==== Available data
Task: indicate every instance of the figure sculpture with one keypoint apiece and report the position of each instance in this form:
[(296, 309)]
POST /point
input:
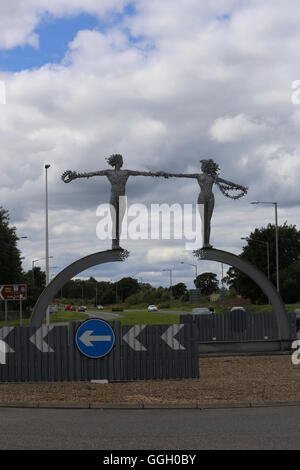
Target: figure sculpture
[(206, 180), (118, 179)]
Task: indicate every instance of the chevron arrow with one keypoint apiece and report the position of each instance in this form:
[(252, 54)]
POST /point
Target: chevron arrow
[(168, 337), (38, 339), (132, 341), (4, 332)]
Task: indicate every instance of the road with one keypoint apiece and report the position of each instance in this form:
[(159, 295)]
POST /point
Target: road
[(256, 428)]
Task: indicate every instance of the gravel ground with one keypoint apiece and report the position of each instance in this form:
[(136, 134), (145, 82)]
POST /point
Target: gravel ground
[(223, 381)]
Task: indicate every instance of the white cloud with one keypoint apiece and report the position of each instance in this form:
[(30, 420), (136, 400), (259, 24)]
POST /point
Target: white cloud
[(233, 129), (18, 19), (196, 84)]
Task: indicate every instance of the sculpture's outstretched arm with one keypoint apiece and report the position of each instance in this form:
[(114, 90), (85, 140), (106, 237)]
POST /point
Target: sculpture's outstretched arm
[(233, 185), (69, 175), (179, 175), (145, 173)]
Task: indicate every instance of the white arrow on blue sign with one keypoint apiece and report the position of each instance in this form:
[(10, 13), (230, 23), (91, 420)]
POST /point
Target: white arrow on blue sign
[(95, 338)]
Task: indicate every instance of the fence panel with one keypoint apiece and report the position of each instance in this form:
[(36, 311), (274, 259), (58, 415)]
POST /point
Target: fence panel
[(49, 354)]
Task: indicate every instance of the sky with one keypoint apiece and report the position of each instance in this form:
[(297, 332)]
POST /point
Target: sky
[(163, 83)]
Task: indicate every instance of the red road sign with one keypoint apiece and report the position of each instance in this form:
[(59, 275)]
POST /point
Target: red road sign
[(13, 292)]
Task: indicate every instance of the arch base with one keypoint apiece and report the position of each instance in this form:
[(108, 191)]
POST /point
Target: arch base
[(67, 274), (212, 254)]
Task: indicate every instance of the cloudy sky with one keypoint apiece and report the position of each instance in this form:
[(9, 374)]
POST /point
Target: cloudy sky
[(164, 83)]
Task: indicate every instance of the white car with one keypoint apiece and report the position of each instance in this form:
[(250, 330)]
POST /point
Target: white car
[(233, 309), (82, 308), (152, 308), (201, 311)]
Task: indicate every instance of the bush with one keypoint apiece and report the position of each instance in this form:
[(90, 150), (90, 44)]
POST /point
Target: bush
[(117, 309)]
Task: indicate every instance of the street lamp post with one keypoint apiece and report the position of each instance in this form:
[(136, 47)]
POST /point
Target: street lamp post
[(32, 267), (170, 271), (265, 243), (275, 204), (47, 166)]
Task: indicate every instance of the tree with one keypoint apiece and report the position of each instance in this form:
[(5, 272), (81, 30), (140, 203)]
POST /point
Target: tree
[(10, 256), (256, 253), (290, 283), (126, 287), (207, 283), (179, 290)]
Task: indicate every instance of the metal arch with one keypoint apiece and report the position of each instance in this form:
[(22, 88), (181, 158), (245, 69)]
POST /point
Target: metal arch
[(258, 277), (68, 273)]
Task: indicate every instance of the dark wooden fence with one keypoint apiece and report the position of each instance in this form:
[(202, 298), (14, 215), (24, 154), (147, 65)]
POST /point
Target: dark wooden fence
[(50, 354), (238, 326)]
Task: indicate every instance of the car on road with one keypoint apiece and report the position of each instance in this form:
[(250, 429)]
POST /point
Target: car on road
[(82, 308), (70, 308), (201, 311), (297, 312), (152, 308), (235, 309)]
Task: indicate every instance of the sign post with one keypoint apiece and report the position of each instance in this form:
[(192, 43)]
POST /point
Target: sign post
[(95, 338), (21, 315)]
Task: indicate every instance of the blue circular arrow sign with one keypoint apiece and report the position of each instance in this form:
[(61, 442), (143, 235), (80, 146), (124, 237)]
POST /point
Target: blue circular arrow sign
[(95, 338)]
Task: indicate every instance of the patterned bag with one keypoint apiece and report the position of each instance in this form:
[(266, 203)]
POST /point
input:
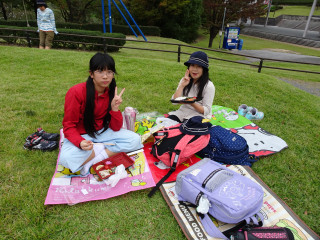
========
Work instruction: Give the data again exactly as written, with no pictures included.

Answer section:
Task: indicate every instance of the figure sculpture with one keypoint apiece and report the position of each instance in this form:
[(296, 309)]
POST /point
input:
Target: figure sculpture
[(206, 180), (118, 179)]
Task: indicate every instance of the chevron arrow with one keypoint apiece and report the position of each instance in this form:
[(252, 54)]
POST /point
Target: chevron arrow
[(168, 337), (38, 339), (132, 341), (4, 332)]
Task: indicate every instance of the road with one keypoint apiece and report the position of each instance in this form:
[(159, 295)]
POST /point
Target: road
[(256, 428)]
Task: indicate every instance of the gravel ground with one keypoint apiece and report the position of each instance in this form:
[(136, 134), (145, 82)]
POST /point
Target: gravel ground
[(223, 381)]
Task: indicate every instance of the white cloud with one keypoint apiece and report the position of each instance in this form:
[(30, 420), (136, 400), (259, 24)]
POST /point
Target: white cloud
[(233, 129), (18, 19), (196, 84)]
Task: indicate every instance of the sculpture's outstretched arm with one keypoint apiece and report the position of each instance in this form:
[(114, 90), (85, 140), (106, 237)]
POST /point
Target: sculpture's outstretched arm
[(233, 185), (69, 175), (179, 175), (145, 173)]
Task: indicate every instance of the white arrow on blue sign with one keypoint apiece and report the position of each instance in this form:
[(10, 13), (230, 23), (91, 420)]
POST /point
Target: white arrow on blue sign
[(95, 338)]
Task: indicate every instance of the fence panel with one keypoint apiece and report the position of each instance in this form:
[(36, 311), (274, 259), (58, 415)]
POST /point
Target: fence panel
[(49, 354)]
Task: indicate every instance of the sky with one keypoint apiece and report the position of each instance in this form:
[(297, 332)]
POST /point
Target: sky
[(163, 83)]
Task: indicate every instance of the red road sign with one keypoint apiece and report the position of each instance in this form:
[(59, 275)]
POST /point
Target: red road sign
[(13, 292)]
Task: indicate every instance of the arch base with one keypoint apiece and report the position of each instance in this form:
[(108, 191)]
POST /point
Target: arch base
[(67, 274), (212, 254)]
Task: indicate every instance of the cloudy sky with one keypoint apiece and report the position of each instance in this form:
[(9, 374)]
POST /point
Target: cloudy sky
[(164, 83)]
Task: indicate every instance of the white car with one keypoint apiece and report the position of each instance in this form:
[(250, 330)]
POST /point
Target: white car
[(233, 309), (82, 308), (152, 308), (201, 311)]
Task: indicate every instance of the bush with one keypoint apiece and report the position of each instance in this form:
[(90, 150), (90, 44)]
POST /point
Target: bush
[(117, 309)]
Task: indicate every instance of the street lamp post with one keypoint apiece and report the position of each instance in this form:
[(136, 47)]
POST /point
Target: street lamp post
[(32, 267), (170, 271), (265, 243), (275, 204), (47, 166)]
Task: indicate every instance of the tree with one keypoint apiece and report the position of each instance in this form:
[(5, 272), (81, 30), (140, 203)]
POST /point
Target: tree
[(10, 256), (256, 253), (290, 283), (126, 287), (207, 283), (179, 290)]
Task: indicate every instance of the metal arch with one keypoint apiece and report the position of each instance in this form:
[(22, 88), (181, 158), (245, 69)]
POST /point
Target: metal arch
[(258, 277), (68, 273)]
Task: indicate every instance of the dark wooden fence with one keypoint apiece and report the position of each instance in this form:
[(202, 298), (14, 215), (24, 154), (147, 65)]
POST /point
Target: dark wooden fence
[(50, 354), (238, 326)]
Task: indicate every instance of the car on road with one keypoint apiece and report the position of each instance in this form:
[(250, 429)]
POST /point
Target: car on road
[(82, 308), (70, 308), (201, 311), (297, 312), (152, 308), (235, 309)]
Task: indicate every instance of the sign post with one keypoint apiece and report the position of each instance in this form:
[(192, 43)]
POST /point
Target: sign post
[(95, 338), (21, 315)]
Task: indicate every instance of the blue circular arrow sign with one keypoint apiece and report the position of each instance in this form:
[(61, 442), (143, 235), (80, 146), (124, 237)]
POST /point
Target: blue circular arrow sign
[(95, 338)]
Task: indicate every instance of the patterned bag with one keypoint apiece and report the position of each instance in this form:
[(266, 203)]
POST /point
input:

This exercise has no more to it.